● 引用文:
────────

でも、これらの人たちにとって、スーツはもうほとんど「当たり前」に近い服ではないでしょうか。
なぜ、スーツは形が変わらずとも、こんなにも多様な装いで使われるのでしょうか?
◇350年も続いたからこそ
こんな多様な表現を可能にしてくれる、懐の深いスーツの本質を知るには、やはりその歴史を紐解くという事になります。
でも、スーツの350年史を追っていくなんて途方も無い事ですから、もちろん大事なポイントを(それも結構端折って)見ていきます。
まず、350年前に生まれた、スーツの基となる装い。当初のスーツで、何がポイントになったかというと
・ジャケット+ベスト+ネクタイ+シャツ+パンツという組み合わせが出来た
・シンプルを良しとする着こなしになった
・女性ファッションとの分かれ道になった
・表現するものが財産、土地、名声などではなく、着る人の「資質」になった
・主に流行として語られるファッションから距離を置いた
こんなところでしょうか。これは、いまの我々が普段接しているスーツにも脈々と受け継がれています。
これがスーツの根っこともいうべき部分でしょう。
そして、シンプルですね。ややこしい事を言っていません。だからこそ、服としての形は同じであっても、時代に必要とされる意味づけを付加し、変化させる事ができて、今に至っています。
◇なぜ、350年も続いたのか?
そうはいっても、350年もの間、平穏に続いて今に至っている訳ではありません。当たり前の様に、かなりの荒波に揉まれているのです。
その中のいくつかをご紹介しましょう。
例えばスーツは「目まぐるしく移り変わる様な流行の舞台から降りた」と言われます。いま「ファッション」という言葉を使うと、だいたいこの「コロコロ変わる流行」の事を言っている場合が多いですね。
この目まぐるしく移り変わるファッションというのは、いまある装いやデザインを、いかに過去に追いやり、あたらしい物を創造するか、というポイントに力点が置かれています。
それこそがファッションであり、格好良さだと言わんばかりです。過去に流行った服を見ると、全てが格好良くは思えませんよね。 「何この格好?」なんてものもあります。
これはまさに、最優先事項が「格好良さの表現」ではなく、「いかに新しいものを創造していくか」にあるからでしょう。

────────

● 課題:
- A) 次の(i)〜(iii)が引用文の内容と合うかを「はい」か「いいえ」で答え、決め手となる引用文の語句をそのまま抜き出す。(i) スーツの基となる装いは約350年前に生まれた。(ii) 当初のスーツは、着る人の財産や土地を表すものだった。(iii) スーツは350年の間、平穏に続いてきた。
- B) 引用文が当初のスーツの「ポイント」として挙げている項目を、すべて書き出す。
- C) 引用文のうち、「でも、スーツの350年史を追」で始まり「その中のいくつかをご紹介しましょう。」で終わる部分を、一字も変えずに書き写してください。
引用文の記述だけを根拠とすること。

● 提供資料:
────────

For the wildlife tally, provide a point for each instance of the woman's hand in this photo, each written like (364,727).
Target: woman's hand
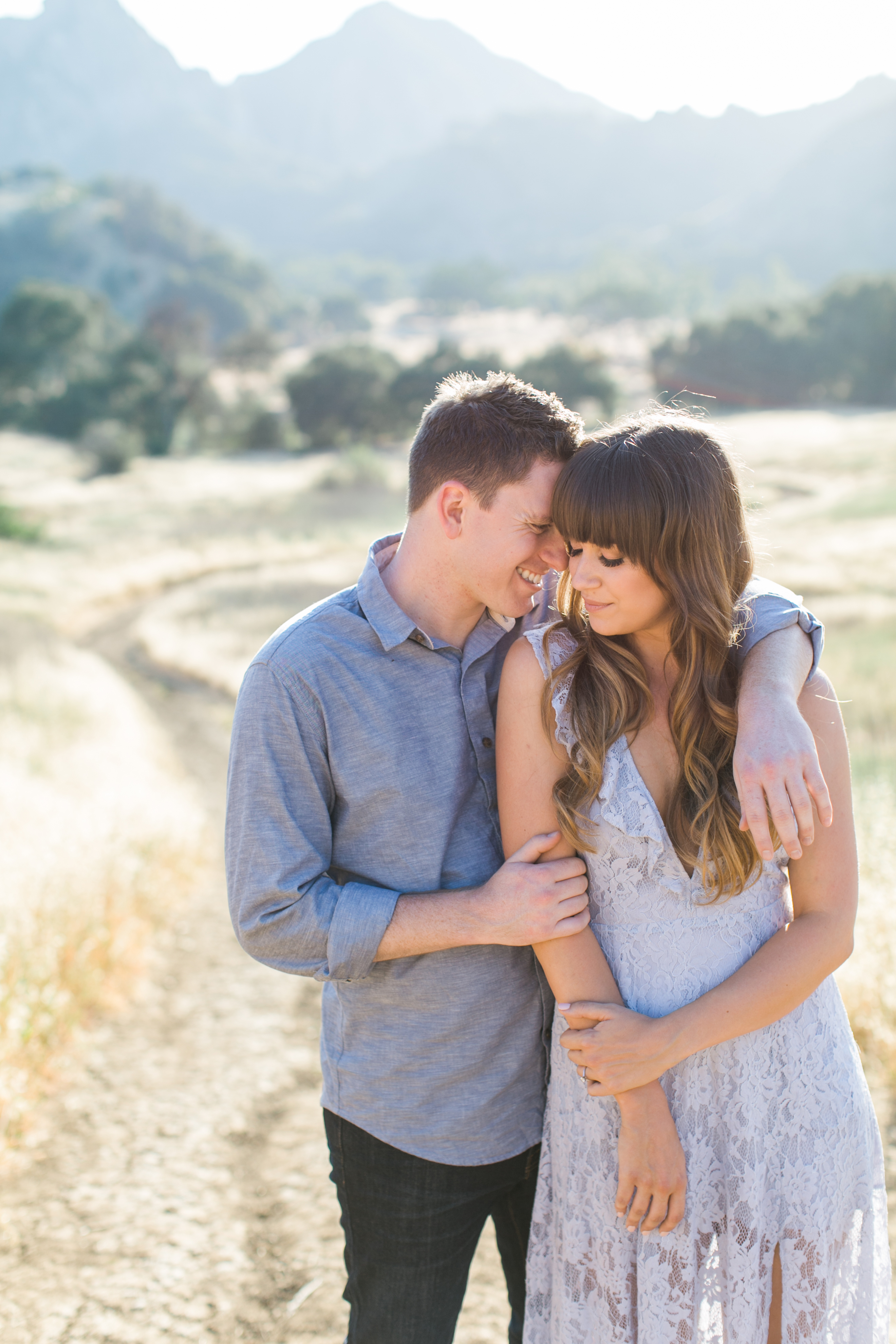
(652,1163)
(622,1049)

────────

● 解答一覧:
- A)
(i) はい。「まず、350年前に生まれた、スーツの基となる装い。」
(ii) いいえ。「表現するものが財産、土地、名声などではなく、着る人の「資質」になった」
(iii) いいえ。「そうはいっても、350年もの間、平穏に続いて今に至っている訳ではありません。」

- B)
・ジャケット+ベスト+ネクタイ+シャツ+パンツという組み合わせが出来た
・シンプルを良しとする着こなしになった
・女性ファッションとの分かれ道になった
・表現するものが財産、土地、名声などではなく、着る人の「資質」になった
・主に流行として語られるファッションから距離を置いた

- C)
でも、スーツの350年史を追っていくなんて途方も無い事ですから、もちろん大事なポイントを(それも結構端折って)見ていきます。
まず、350年前に生まれた、スーツの基となる装い。当初のスーツで、何がポイントになったかというと
・ジャケット+ベスト+ネクタイ+シャツ+パンツという組み合わせが出来た
・シンプルを良しとする着こなしになった
・女性ファッションとの分かれ道になった
・表現するものが財産、土地、名声などではなく、着る人の「資質」になった
・主に流行として語られるファッションから距離を置いた
こんなところでしょうか。これは、いまの我々が普段接しているスーツにも脈々と受け継がれています。
これがスーツの根っこともいうべき部分でしょう。
そして、シンプルですね。ややこしい事を言っていません。だからこそ、服としての形は同じであっても、時代に必要とされる意味づけを付加し、変化させる事ができて、今に至っています。
◇なぜ、350年も続いたのか?
そうはいっても、350年もの間、平穏に続いて今に至っている訳ではありません。当たり前の様に、かなりの荒波に揉まれているのです。
その中のいくつかをご紹介しましょう。